#### [Challenges]
[a] Translate this sentence from the blog post about turning 30 into Spanish: "I'd like to think that now, at 30, I know better than to think I can predict what a year or decade will hold."
[b] Proceed with the blog post about turning 30 from its final sentence onward.

#### [Passage]
_ _ _ _ _ _ _

Today, I turn 30.
I'm saying goodbye to 20 - a transformative, beautiful, hard, scary, painful, joyful decade. If you had told me at 21, when I started this blog while sitting in the intern room at Atlanta magazine, that I would carry it through the rest of the decade, transforming it as I grew up, making internet friends and learning so much from the hard and beautiful parts of sharing your life online with others, I am not sure I would have believed it.
I thought about reflecting on my 20s today, but then I realized that this blog is really just that. It's a journey of what happens when a 21-year-old turns into a 30-year-old while sharing a lot of it online. I am so grateful to many, many of you who have stuck by me through this process.
These days, as I begin to work with more and more 20-somethings, with the hope of guiding them through a decade that can be hard, but so very beautiful, I find myself yearning to champion them, just as you all did for me.
In 2012, right after I turned 26, I drafted an email to myself with 2013 goals. I was at one of my lower points in my 20s - unsure as to why so many of my friends had found husbands, careers they loved and seemed to have it so much more together than me. Unsure as to why I felt like I was hustling so hard and not really getting anywhere.
As one of my three goals for 2013, I wanted to be engaged to or dating my husband by the end of the year. I smile now as I read that email. Who was I to think I could control that? :) It also hurts my heart a little bit as I read it, knowing how frustrated I felt at the time. Knowing how lonely I felt.
I'd like to think that now, at 30, I know better than to think I can predict what a year or decade will hold. Sometimes, maybe I do. Sometimes, I probably still think I can control it.

_ _ _ _ _ _ _

#### [Provided material]
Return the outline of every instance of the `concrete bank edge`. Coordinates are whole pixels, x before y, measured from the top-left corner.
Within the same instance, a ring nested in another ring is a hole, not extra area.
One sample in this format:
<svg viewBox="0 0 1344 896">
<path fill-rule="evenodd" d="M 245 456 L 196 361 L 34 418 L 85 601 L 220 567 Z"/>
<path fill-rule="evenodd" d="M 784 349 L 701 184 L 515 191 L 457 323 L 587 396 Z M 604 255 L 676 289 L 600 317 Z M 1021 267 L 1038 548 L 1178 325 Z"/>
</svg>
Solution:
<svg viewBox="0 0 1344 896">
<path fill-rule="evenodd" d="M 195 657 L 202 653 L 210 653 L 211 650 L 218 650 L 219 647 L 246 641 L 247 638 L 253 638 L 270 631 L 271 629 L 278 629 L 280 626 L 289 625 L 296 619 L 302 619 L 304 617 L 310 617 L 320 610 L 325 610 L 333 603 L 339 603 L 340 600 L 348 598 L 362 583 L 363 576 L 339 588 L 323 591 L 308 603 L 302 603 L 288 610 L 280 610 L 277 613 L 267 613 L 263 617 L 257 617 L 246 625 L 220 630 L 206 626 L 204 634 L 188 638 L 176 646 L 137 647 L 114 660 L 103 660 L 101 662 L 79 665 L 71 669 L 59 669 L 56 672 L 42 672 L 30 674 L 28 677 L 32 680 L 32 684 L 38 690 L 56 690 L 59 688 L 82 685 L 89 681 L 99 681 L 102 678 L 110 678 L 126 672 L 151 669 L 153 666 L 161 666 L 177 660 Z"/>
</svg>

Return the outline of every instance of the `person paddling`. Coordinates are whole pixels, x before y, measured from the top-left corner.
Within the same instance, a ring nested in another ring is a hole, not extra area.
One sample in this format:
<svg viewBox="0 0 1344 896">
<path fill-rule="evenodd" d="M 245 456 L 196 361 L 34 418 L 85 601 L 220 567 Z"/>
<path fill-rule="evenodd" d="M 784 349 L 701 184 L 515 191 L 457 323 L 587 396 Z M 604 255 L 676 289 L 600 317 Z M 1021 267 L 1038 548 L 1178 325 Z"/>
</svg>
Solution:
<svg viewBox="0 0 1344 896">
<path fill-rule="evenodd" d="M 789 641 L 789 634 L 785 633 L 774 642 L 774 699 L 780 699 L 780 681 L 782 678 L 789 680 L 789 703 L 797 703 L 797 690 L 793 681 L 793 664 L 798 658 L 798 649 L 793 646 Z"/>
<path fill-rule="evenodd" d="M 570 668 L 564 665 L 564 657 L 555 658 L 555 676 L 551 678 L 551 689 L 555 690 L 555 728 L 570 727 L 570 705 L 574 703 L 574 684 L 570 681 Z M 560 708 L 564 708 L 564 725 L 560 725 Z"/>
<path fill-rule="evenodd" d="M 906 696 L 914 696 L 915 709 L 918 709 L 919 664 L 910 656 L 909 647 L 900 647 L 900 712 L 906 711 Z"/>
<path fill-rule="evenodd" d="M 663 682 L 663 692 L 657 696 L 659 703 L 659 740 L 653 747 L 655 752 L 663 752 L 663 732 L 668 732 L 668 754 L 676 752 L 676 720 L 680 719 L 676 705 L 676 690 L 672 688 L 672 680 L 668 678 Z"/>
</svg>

_ _ _ _ _ _ _

#### [Results in order]
[a] Me gustaría pensar que ahora, a los 30, sé que no debo creer que puedo predecir lo que deparará un año o una década.

[b]
But, alas, here is what I hope 30 could hold for me:
1. I hope we create a slower life.
We've only just begun exploring the idea of slowing down - from reducing commitments and travel, to spending more time alone, we're trying it out from a lot of angles. We're making more room for play, which I think will be a helpful habit to learn for when we start a family and life is even more hectic.
My 20s were marked by a lot of hustling. From being constantly overly committed, to struggling with perfectionism and trying to please everyone around me, I was often doing a little jig trying to manage it all. As I enter this new decade, I find myself saying: This is who I am and this is the best I can do. I hope we stretch this attitude across the furthest planes of our lives.
2. I hope we put down roots.
Chris and I are pretty open about the fact that we don't see ourselves in Atlanta longterm. Are we against it? Not really. But we also don't feel called to stay for the long haul.
I hope this decade reveals to us where we'll be putting down roots. And then, I hope we cultivate community. I hope we meet our neighbors, join bible studies, get involved in our town and grow deep friendships. Atlanta has brought us beautiful friendships and I hope we carry them with us, too, reminding us constantly of what this decade held.
We've spent a lot of time saying well, we don't know how long we'll be here. In a way, I think this has kept me from going all in. There was a constant feeling of we could leave tomorrow if we really wanted to. I think this allows us to keep from being vulnerable to a place. Admitting that you're going all in on a city, hoping to develop real relationships and pour into it can be scary. I hope we're brave enough to figure out where we'll be and go all in.
3. I hope we start a family.
I don't know when and I don't know how many babies we will get to have. But I hope my 30s mean me holding some little Saxon babes in my arms.
4. I hope we seek adventure and take risks.
Recently, we've spent a lot of time defining what adventure means for us. It's quitting my job. It could be a move to a new town. It could be staying. It could be another trip to Uganda. There is bravery is so many different scenarios - I hope we pursue these adventures whole heartedly, unafraid to take some risks.
5. I hope we turn toward one another & pursue the Lord.
Most of all, I hope we grow deeper in our love for each other and pursue the Lord whole heartedly. I hope we are unafraid and unwavering.
So, that's just a little bit of what I hope this new decade brings. And now? It's time to go eat some cake. But mostly ice cream :)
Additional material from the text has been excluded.